演習課題:
A) キリスト教の福音についての本文のうち、「わたしたちを罪の中から救済す」を含む語句で始まり「救済のためのみ業と言えます。」で終わる部分を、一字一句違えずに書き写してください。
B) 次の各記述がキリスト教の福音についての本文の内容と合致するかを「はい」または「いいえ」で答え、判断の根拠となる本文の語句をそのまま引用してください。(i) わたしたちは神に造られた存在である。(ii) 神は御子イエスをこの世に遣わされた。(iii) 福音とは、人間が自らの努力によって成し遂げる救済である。
C) キリスト教の福音について述べた本文は途中で終わっています。最後の文に続けて、その後を書き進めてください。

キリスト教の福音
今回は、福音とは何かについて考えてみたいと思います。
その前に、キリスト教の罪について書いておきます。
わたしたちを罪の中から救済するとはどういうことかと言いますと、わたしたちは神に造られた存在です。だからわたしたちは造られた計画のもとに生きることが求められます。
ところが今のわたしたちはその神から離れて自分勝手に生きているのです。
それは明らかに神にとって人間は罪の中にあるわけです。
わたしたちの周りに起こっている悪いことは全てそこから派生して生まれていると言えます。
そういう異常な状態にある神と人間の状態を正常な状態にするための神は御子イエスをこの世に遣わされたのです。福音とは、そのために神が一方的にご計画されている人類救済のためのみ業と言えます。
それでは、福音について使徒パウロの言葉を借りて考えてみたいと思います。使徒パウロは福音を次のように言っています。

提供データ:
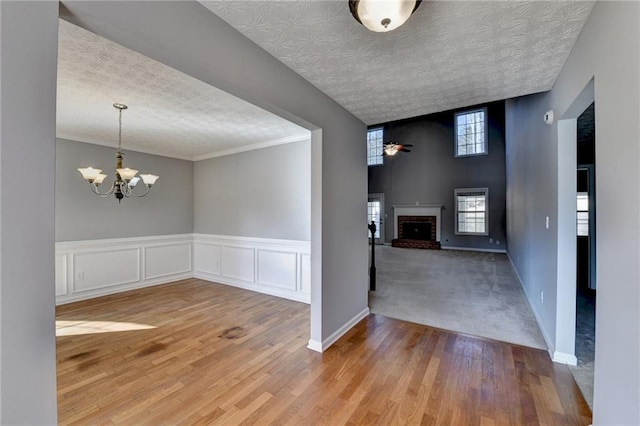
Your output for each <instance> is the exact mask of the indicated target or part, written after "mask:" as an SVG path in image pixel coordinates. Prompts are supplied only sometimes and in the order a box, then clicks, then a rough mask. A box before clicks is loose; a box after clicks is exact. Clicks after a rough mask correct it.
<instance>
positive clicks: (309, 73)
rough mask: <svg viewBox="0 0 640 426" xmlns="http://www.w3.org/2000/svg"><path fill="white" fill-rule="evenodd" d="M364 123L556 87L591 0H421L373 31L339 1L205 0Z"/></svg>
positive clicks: (511, 96)
mask: <svg viewBox="0 0 640 426" xmlns="http://www.w3.org/2000/svg"><path fill="white" fill-rule="evenodd" d="M201 3H202V4H203V5H204V6H205V7H207V8H208V9H209V10H211V11H212V12H214V13H215V14H216V15H218V16H220V17H221V18H222V19H224V20H225V21H227V22H228V23H229V24H231V25H232V26H233V27H235V28H236V29H237V30H239V31H240V32H241V33H243V34H244V35H245V36H246V37H248V38H250V39H251V40H253V41H254V42H255V43H257V44H258V45H259V46H261V47H262V48H263V49H265V50H267V51H268V52H269V53H271V54H272V55H273V56H274V57H276V58H277V59H279V60H280V61H281V62H283V63H284V64H286V65H287V66H289V68H291V69H292V70H294V71H295V72H297V73H298V74H300V75H301V76H302V77H304V78H305V79H306V80H308V81H309V82H311V83H312V84H314V85H315V86H316V87H318V88H319V89H320V90H322V91H323V92H325V93H326V94H327V95H329V96H330V97H332V98H333V99H334V100H335V101H337V102H338V103H340V104H341V105H342V106H344V107H345V108H346V109H347V110H349V111H351V113H353V114H354V115H356V116H357V117H359V118H360V119H361V120H363V121H364V122H365V123H367V124H377V123H382V122H386V121H392V120H398V119H403V118H408V117H415V116H420V115H424V114H429V113H433V112H438V111H445V110H449V109H454V108H459V107H465V106H470V105H474V104H481V103H485V102H490V101H494V100H500V99H508V98H512V97H516V96H522V95H527V94H531V93H536V92H542V91H546V90H549V89H551V87H552V86H553V83H554V82H555V80H556V78H557V76H558V74H559V72H560V70H561V68H562V66H563V65H564V62H565V60H566V58H567V56H568V55H569V52H570V51H571V48H572V47H573V44H574V43H575V40H576V38H577V37H578V34H579V33H580V30H581V29H582V26H583V24H584V22H585V20H586V18H587V17H588V15H589V13H590V11H591V9H592V7H593V4H594V2H591V1H589V2H587V1H454V0H449V1H434V0H425V1H423V2H422V4H421V5H420V7H419V8H418V10H417V11H416V12H415V14H414V15H413V16H412V17H411V18H410V19H409V21H407V23H406V24H405V25H403V26H402V27H400V28H399V29H397V30H394V31H391V32H389V33H373V32H371V31H368V30H367V29H365V28H364V27H363V26H362V25H360V24H359V23H358V22H357V21H356V20H355V19H353V17H352V16H351V14H350V12H349V7H348V2H347V1H346V0H340V1H201Z"/></svg>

番号別解答:
A)
わたしたちを罪の中から救済するとはどういうことかと言いますと、わたしたちは神に造られた存在です。だからわたしたちは造られた計画のもとに生きることが求められます。
ところが今のわたしたちはその神から離れて自分勝手に生きているのです。
それは明らかに神にとって人間は罪の中にあるわけです。
わたしたちの周りに起こっている悪いことは全てそこから派生して生まれていると言えます。
そういう異常な状態にある神と人間の状態を正常な状態にするための神は御子イエスをこの世に遣わされたのです。福音とは、そのために神が一方的にご計画されている人類救済のためのみ業と言えます。

B)
(i) はい。「わたしたちは神に造られた存在です」
(ii) はい。「神は御子イエスをこの世に遣わされたのです」
(iii) いいえ。「福音とは、そのために神が一方的にご計画されている人類救済のためのみ業と言えます」

C)
ローマの信徒への手紙 第1章16節「わたしは福音を恥としない。福音は、ユダヤ人をはじめ、ギリシア人にも、信じる者すべてに救いをもたらす神の力だからです。」
使徒パウロによると、福音を一言で言えば「救いをもたらす神の力」だと言っているのです。
その力は、「イエスは彼らを見つめて、「それは人間にできることではないが、神は何でもできる」と言われた。」(マタイの福音書第19章26節)とある何でもできる神の力です。
福音は別名良き知らせとも言います。良き知らせを一言で言えば、一人のユダヤ人であるナザレに生まれたイエスが主キリストであり、世界の救済者であると告知する事、それが事実ならば我々人間にとってはとても良い知らせと言えます。
その良き知らせを持ってきたイエスは、ローマ総督によって十字架刑で処刑されたイスラエルのナザレの大工の息子にすぎません。
そのような者を主であるとか世界の救済者であるとすることは、神のみ業を信じていない人にとっては愚かなことです。
その愚かなことを、なぜ使徒パウロは恥とせず命をかけて世界に向かって告白するのか。
それは、「福音は救いに至らせる神の力である」という御言葉が働く場の力の現実に身をもって体験していたからと言えます。生涯をかけて、命をかけて世界に告白するだけの価値があることなのです。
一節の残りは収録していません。